Return each line from the entries below that contains the string "skyline". Case counts.

## BEGIN Exercise material

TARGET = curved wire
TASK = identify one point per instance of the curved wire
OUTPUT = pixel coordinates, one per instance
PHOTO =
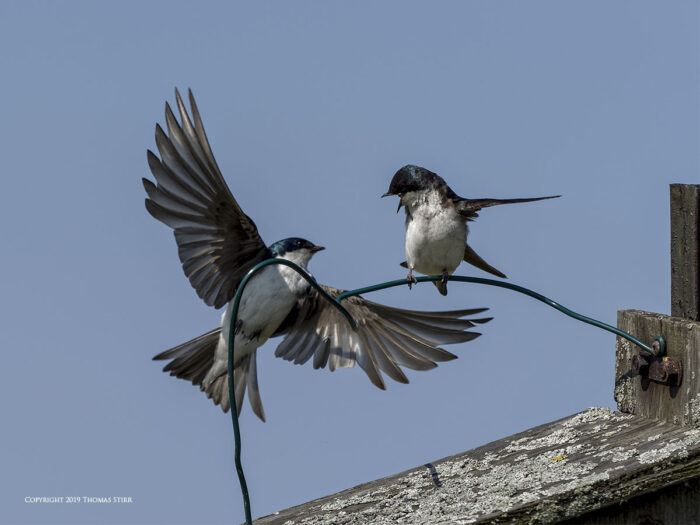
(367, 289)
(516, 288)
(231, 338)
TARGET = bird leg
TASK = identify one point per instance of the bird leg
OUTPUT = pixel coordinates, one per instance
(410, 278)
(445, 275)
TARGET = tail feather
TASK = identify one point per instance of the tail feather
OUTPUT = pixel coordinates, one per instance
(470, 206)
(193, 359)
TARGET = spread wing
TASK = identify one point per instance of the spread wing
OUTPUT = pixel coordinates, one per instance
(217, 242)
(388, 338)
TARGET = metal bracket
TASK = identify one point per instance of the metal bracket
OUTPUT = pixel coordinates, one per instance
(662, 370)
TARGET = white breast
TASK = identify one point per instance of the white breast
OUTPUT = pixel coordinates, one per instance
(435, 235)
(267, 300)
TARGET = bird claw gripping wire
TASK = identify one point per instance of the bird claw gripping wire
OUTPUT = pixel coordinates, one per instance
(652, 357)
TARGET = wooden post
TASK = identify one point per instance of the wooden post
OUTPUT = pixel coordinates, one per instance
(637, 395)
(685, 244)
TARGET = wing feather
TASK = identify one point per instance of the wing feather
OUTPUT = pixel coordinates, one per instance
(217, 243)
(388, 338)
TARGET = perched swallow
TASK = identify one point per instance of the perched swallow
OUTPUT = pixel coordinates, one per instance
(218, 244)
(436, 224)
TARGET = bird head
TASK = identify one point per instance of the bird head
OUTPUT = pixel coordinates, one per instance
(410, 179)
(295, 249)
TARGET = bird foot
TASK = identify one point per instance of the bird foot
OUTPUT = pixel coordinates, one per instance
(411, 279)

## END Exercise material
## BEGIN Exercise material

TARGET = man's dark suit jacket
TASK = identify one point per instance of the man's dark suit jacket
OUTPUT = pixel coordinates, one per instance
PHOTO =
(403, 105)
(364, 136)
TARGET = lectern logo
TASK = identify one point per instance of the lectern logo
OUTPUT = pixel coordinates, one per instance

## END Exercise material
## BEGIN Exercise material

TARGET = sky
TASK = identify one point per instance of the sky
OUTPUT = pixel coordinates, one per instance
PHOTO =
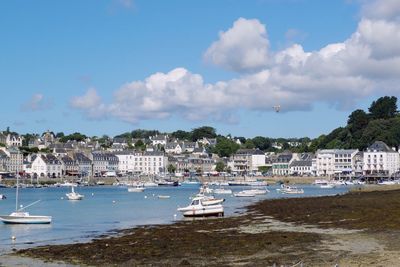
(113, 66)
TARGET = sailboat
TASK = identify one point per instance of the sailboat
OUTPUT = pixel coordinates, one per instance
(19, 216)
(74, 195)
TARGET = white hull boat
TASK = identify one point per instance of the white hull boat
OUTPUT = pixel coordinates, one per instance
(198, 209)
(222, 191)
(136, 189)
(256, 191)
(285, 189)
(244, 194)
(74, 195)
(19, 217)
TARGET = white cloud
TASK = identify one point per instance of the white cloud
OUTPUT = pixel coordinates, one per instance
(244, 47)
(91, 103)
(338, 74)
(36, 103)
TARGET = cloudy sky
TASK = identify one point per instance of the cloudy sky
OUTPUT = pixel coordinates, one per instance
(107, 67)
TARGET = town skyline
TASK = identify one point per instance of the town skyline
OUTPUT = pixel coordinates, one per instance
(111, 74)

## END Exercise material

Response below>
TARGET = town skyline
TASK = identify one point per instance of the town skyline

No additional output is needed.